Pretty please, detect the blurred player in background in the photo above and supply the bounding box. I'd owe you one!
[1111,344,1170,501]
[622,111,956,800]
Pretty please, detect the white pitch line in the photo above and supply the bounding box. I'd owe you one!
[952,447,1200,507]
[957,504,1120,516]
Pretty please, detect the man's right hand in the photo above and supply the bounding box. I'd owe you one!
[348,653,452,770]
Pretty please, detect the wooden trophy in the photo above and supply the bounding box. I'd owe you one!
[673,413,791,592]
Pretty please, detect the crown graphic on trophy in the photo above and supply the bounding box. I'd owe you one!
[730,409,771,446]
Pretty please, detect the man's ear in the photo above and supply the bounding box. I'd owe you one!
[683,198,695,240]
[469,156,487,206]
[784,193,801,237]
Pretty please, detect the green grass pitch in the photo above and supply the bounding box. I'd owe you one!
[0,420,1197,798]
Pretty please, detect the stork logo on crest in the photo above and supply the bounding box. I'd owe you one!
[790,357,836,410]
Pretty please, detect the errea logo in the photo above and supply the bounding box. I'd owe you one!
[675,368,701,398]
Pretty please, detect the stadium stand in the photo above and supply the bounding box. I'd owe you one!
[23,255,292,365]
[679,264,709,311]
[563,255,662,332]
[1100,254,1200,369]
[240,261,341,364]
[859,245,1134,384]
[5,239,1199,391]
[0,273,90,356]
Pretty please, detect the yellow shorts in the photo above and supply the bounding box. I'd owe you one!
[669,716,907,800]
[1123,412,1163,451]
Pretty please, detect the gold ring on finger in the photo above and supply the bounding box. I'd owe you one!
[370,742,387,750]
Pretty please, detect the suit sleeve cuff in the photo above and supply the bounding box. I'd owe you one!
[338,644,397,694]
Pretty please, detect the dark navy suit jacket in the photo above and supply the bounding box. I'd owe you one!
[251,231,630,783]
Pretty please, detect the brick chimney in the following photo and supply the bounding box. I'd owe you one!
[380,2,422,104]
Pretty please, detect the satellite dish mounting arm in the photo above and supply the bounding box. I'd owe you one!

> _What needs to be done_:
Could you write out, unchanged, the line with "Pretty please, detect the man's ear" and every line after it in the data above?

> _Answer area_:
Pretty please, detect the man's ear in the photo above and supply the bounding box. I'd owe you one!
[683,198,695,240]
[469,156,487,206]
[784,193,801,237]
Pretty please, detect the green grass pitch in the photo above and supply the bounding box. I'd owe you one!
[0,420,1197,798]
Pretty please, detect the stork logo on crest in the photo above and supply the bounding box. I'd owe you one!
[790,357,836,410]
Pretty please, detect the errea logo in the photo above and supply the bounding box. I'd owe you one!
[675,368,701,398]
Pretty please, detect the stadium stand in the photo above and supply the bounding box. I'd owe you one!
[23,255,292,365]
[679,264,709,311]
[563,255,662,332]
[1100,254,1200,369]
[240,261,341,364]
[859,245,1134,384]
[5,239,1199,391]
[0,273,90,356]
Pretty please, detect the yellow shorts in the photo above and supply the bounding box. I'd owe you one!
[669,716,907,800]
[1123,412,1163,451]
Pretty please, detect the gold ring on finger in the photo above and supply the bounding box. I'd owe you one!
[370,742,387,750]
Pretty please, detect the suit sleeve cuff in the photo above and supply the bounding box. I'd owe you one!
[338,644,397,694]
Pretty please, detect the dark navy suit jacket in the photo above and supply the bounding box. I'd owe you one!
[251,231,630,783]
Pretty please, detect the brick chimney in the following photo and supply the bounding box. I'd owe you one!
[380,2,422,104]
Pretty please, detect the satellite dish mounting arm in the photo above and supply the bounding box. I'd owe you one!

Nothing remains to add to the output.